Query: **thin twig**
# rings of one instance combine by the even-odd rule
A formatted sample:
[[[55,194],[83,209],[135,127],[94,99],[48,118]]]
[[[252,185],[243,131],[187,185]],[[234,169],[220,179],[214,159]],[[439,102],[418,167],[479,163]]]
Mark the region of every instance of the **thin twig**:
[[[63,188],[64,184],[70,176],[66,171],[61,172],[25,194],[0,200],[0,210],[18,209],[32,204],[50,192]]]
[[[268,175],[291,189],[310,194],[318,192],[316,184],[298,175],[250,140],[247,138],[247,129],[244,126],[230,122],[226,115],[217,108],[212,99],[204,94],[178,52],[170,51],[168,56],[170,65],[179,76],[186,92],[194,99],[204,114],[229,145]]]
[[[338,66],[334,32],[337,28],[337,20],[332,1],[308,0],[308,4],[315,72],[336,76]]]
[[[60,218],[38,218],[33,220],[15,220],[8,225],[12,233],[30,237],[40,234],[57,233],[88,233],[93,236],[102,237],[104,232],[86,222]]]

• • • • • • •

▶ _WHAT YOU HAVE TO DO_
Copy all of the items above, reproducing every line without any change.

▶ _RESULT OF THIS TASK_
Query: **thin twig**
# rings of one instance combine by the even-odd rule
A formatted sample:
[[[55,194],[83,209],[135,127],[94,99],[48,118]]]
[[[252,185],[243,131],[187,185]],[[234,169],[220,179],[214,159]],[[439,102],[418,167],[479,163]]]
Mark the region of every instance of the **thin twig**:
[[[63,188],[64,184],[70,176],[66,171],[61,172],[25,194],[0,200],[0,210],[18,209],[32,204],[50,192]]]
[[[268,175],[291,189],[310,194],[318,192],[316,184],[298,175],[250,140],[247,138],[247,129],[244,126],[230,122],[226,115],[217,108],[212,99],[204,94],[178,52],[170,51],[168,56],[170,65],[179,76],[186,92],[194,99],[204,114],[229,145]]]
[[[338,66],[334,32],[337,28],[337,20],[332,1],[308,0],[308,4],[315,72],[336,76]]]
[[[60,218],[38,218],[33,220],[15,220],[8,225],[12,233],[30,237],[40,234],[57,233],[88,233],[93,236],[102,237],[104,232],[86,222]]]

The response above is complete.